### WHAT THIS TASK INVOLVES
For every entry that follows, return an identical copy.

##### RECORDS SUPPLIED #####

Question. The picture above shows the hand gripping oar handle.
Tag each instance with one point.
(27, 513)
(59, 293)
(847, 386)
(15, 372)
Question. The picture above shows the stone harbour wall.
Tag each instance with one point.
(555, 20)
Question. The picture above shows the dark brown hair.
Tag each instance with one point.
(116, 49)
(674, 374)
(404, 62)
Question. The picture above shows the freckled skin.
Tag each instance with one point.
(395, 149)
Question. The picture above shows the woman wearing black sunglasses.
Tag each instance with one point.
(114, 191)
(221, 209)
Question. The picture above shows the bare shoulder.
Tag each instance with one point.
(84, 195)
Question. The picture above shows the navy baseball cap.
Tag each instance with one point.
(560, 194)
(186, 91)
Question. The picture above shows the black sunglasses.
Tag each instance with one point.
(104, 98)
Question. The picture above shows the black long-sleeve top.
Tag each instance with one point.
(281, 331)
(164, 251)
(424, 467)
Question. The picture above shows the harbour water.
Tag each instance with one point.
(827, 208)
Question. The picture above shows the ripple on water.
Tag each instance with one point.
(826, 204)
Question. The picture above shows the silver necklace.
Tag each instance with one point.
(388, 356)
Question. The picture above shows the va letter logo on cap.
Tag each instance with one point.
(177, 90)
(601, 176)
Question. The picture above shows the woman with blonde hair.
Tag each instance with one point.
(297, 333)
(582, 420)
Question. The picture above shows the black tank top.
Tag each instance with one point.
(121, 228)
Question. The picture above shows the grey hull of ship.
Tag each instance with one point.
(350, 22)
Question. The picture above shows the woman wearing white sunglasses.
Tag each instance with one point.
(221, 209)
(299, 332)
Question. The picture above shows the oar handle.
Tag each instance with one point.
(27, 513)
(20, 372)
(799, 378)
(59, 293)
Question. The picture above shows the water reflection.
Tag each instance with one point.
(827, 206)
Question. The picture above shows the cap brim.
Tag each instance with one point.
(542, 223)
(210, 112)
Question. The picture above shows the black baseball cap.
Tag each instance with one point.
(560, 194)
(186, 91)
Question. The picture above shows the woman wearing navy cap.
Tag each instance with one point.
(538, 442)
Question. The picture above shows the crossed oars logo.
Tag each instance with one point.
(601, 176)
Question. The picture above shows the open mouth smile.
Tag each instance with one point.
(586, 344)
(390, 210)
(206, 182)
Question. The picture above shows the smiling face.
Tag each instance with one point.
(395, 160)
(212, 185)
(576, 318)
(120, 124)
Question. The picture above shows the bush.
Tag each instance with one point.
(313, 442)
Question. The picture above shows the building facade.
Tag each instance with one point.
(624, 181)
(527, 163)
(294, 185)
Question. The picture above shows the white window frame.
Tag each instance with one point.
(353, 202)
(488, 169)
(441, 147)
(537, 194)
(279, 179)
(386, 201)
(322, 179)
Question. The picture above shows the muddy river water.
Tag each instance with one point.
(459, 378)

#####

### WRITTEN RESPONSE
Question. The picture above shows the hand gripping oar handle.
Tag each instance with one point.
(27, 513)
(59, 293)
(847, 386)
(15, 372)
Question. The picture above shows the stone harbour wall.
Tag each instance with one point.
(555, 20)
Question. The picture above shows the dark brown hair.
Tag each instance with one point.
(116, 49)
(674, 374)
(404, 62)
Question. The picture above shows the freckled skin.
Tag each instance with one point.
(395, 149)
Question. The picture above shows the woman wearing black sunglasses.
Tag each instance with one point.
(114, 191)
(221, 209)
Question. The picture above shows the bare shoulder.
Tag each instance with one point.
(84, 195)
Question. The picture above shows the navy baseball cap.
Tag each instance with one point.
(560, 194)
(186, 91)
Question. The picture above shows the black sunglasses.
Tag each instance with one point.
(104, 98)
Question. The picture above shows the black long-sleeve top.
Tag each instance with one point.
(281, 331)
(164, 251)
(424, 467)
Question. The picture above shows the harbour water.
Tag each instance with one point.
(827, 208)
Question. The picture above shows the ripple on water.
Tag each instance with one point.
(826, 204)
Question. The picture above shows the silver necklace.
Tag each instance with one point.
(388, 356)
Question. The picture above shows the va letter logo on cap.
Tag each instance with one point.
(177, 90)
(601, 176)
Question. The picture above shows the woman with blonde hair.
Tag each instance with one point.
(297, 333)
(582, 420)
Question. The picture above shows the black tank top.
Tag each instance with one point.
(121, 228)
Question. The picture above shows the grey hull of ship.
Tag each instance with one point.
(350, 22)
Question. The picture above shows the woman wearing white sunglasses.
Tag each instance with one point.
(221, 209)
(299, 332)
Question. The picture above shows the oar handle.
Tag each instance with one point.
(27, 513)
(20, 372)
(799, 378)
(59, 293)
Question. The picture above shows the water reflection.
Tag each instance with one point.
(827, 206)
Question. The picture above shows the cap brim.
Tag each instance with one point.
(542, 223)
(210, 112)
Question. The picture above shows the black baseball cap.
Tag each instance with one point.
(560, 194)
(186, 91)
Question. The picture above shows the woman wearing navy cap.
Tag each instance with one point.
(538, 442)
Question. The picture above shows the crossed oars logo.
Tag each instance with one point.
(601, 176)
Question. The picture above shows the open mouth smile.
Tag each instance with one point.
(586, 344)
(390, 210)
(206, 182)
Question. The picture above shows the smiling face.
Tag each instance with one point.
(395, 160)
(212, 185)
(576, 318)
(120, 124)
Question. The picture above shows the bush.
Tag each instance with one point.
(313, 442)
Question. The picture above shows the building facade.
Tag each instance with one point.
(624, 181)
(527, 163)
(294, 185)
Question. The picture above shows the white window frame.
Tag each instance with one point.
(353, 202)
(488, 169)
(441, 147)
(537, 194)
(279, 179)
(386, 201)
(322, 179)
Question. The picture above shows the muddy river water.
Tag each instance with one point.
(459, 378)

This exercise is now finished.